I just
found out who Stephen Amell is.
He's this sexy piece of shit, that's who.
I can openly hate this guy for a lot of
reasons and I will happily list them off now: He’s a Canadian actor, he’s white
(so it’s not a hate crime), and he’s straight (so it’s not a hate crime). Normally
I can go through a day or two without happening upon someone I can effortlessly
conjure a deep hatred for. Since the end of the Kardashian and Jersey Shore
era, it’s been relatively peaceful in the glands that produce my seething
disdain.
This is them right? Jersey whatever...
Those are real glands, I didn't make those up. They are somewhere between your belly button and that part under
your balls that throbs when you do coke and ejaculate seven times onto a strangers chest like a sex crazed robot.

⁂

- **Given instruction**:
Print the passage of the Stephen Amell post word for word, from "I can openly" to "sex crazed robot.".

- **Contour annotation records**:
⁂

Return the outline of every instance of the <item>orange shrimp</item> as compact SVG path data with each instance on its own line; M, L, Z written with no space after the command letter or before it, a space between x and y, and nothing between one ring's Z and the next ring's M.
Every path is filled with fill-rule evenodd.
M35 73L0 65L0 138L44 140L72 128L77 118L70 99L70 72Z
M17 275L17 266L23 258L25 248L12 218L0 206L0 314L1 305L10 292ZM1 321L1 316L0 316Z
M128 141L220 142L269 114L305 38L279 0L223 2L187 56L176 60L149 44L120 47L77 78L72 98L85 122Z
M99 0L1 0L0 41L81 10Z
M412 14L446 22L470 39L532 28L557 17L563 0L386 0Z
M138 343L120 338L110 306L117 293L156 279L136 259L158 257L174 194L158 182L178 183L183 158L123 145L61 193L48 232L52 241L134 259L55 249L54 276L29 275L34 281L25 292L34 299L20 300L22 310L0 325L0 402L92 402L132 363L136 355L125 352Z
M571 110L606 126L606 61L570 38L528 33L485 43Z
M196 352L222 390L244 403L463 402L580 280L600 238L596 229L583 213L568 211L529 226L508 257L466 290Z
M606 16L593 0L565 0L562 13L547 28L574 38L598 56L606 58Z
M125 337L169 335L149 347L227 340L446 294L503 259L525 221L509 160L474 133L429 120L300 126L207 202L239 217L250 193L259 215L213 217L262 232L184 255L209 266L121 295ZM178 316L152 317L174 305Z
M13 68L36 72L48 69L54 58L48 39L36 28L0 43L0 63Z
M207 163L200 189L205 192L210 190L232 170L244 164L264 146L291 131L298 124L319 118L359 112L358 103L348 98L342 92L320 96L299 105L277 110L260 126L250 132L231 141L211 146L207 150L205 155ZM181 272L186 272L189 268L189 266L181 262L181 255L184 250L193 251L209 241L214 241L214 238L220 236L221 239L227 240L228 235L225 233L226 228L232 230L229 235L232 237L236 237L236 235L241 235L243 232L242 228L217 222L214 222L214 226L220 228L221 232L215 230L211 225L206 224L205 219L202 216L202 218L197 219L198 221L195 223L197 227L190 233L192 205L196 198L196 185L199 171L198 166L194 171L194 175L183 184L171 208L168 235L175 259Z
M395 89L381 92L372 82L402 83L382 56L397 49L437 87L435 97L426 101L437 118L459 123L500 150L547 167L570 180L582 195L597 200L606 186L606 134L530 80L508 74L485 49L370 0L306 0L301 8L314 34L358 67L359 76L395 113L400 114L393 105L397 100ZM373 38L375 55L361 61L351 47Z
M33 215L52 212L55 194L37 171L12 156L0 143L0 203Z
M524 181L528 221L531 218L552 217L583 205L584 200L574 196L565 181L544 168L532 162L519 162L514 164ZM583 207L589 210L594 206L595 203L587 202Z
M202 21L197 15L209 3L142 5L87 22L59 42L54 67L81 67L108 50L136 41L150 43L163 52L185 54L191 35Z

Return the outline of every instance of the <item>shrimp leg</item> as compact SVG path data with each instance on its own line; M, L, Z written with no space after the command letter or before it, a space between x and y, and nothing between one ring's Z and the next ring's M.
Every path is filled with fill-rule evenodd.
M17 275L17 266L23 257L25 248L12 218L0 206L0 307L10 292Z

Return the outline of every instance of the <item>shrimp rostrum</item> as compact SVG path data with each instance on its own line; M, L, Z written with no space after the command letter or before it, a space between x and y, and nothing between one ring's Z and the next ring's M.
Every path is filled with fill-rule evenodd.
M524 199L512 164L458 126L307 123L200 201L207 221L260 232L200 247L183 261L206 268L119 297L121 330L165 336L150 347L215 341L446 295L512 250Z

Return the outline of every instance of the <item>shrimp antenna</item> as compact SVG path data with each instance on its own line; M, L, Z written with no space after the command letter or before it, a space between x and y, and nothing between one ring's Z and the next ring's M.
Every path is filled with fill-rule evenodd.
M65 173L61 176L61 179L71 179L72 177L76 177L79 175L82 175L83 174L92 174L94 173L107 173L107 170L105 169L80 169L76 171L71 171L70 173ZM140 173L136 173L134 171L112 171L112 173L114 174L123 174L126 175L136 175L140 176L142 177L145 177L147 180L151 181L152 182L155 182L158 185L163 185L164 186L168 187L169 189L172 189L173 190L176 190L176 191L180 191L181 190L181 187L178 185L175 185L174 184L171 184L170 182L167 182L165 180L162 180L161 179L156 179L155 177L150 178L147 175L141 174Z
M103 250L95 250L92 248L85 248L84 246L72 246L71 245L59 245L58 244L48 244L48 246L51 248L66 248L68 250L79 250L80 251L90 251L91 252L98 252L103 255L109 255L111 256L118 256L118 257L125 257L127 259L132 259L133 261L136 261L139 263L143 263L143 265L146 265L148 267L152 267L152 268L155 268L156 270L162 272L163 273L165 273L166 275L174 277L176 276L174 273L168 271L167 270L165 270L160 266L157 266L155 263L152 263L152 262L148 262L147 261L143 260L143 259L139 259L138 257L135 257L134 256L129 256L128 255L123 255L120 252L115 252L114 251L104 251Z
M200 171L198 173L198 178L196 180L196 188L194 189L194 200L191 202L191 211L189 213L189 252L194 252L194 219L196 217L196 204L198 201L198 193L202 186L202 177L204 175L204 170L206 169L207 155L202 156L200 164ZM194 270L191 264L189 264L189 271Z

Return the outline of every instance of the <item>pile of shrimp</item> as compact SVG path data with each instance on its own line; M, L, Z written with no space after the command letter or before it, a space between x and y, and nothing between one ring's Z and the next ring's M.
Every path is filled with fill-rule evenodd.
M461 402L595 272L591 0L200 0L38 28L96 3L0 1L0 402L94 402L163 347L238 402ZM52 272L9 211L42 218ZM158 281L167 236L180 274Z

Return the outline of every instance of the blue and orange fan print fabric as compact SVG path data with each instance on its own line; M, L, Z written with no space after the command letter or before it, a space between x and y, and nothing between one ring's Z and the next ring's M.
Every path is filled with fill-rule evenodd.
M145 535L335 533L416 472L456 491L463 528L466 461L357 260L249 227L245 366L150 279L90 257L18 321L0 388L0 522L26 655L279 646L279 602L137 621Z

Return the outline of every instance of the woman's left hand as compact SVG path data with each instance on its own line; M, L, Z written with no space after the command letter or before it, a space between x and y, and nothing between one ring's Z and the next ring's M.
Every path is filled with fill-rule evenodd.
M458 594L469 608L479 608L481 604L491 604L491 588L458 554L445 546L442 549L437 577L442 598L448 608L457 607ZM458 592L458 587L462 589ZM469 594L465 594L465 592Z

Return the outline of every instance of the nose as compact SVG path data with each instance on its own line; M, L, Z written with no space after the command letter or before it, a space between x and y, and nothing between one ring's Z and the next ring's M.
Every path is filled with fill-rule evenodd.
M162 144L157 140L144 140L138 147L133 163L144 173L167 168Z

⁂

- **Answer in full**:
I can openly hate this guy for a lot of
reasons and I will happily list them off now: He’s a Canadian actor, he’s white
(so it’s not a hate crime), and he’s straight (so it’s not a hate crime). Normally
I can go through a day or two without happening upon someone I can effortlessly
conjure a deep hatred for. Since the end of the Kardashian and Jersey Shore
era, it’s been relatively peaceful in the glands that produce my seething
disdain.
This is them right? Jersey whatever...
Those are real glands, I didn't make those up. They are somewhere between your belly button and that part under
your balls that throbs when you do coke and ejaculate seven times onto a strangers chest like a sex crazed robot.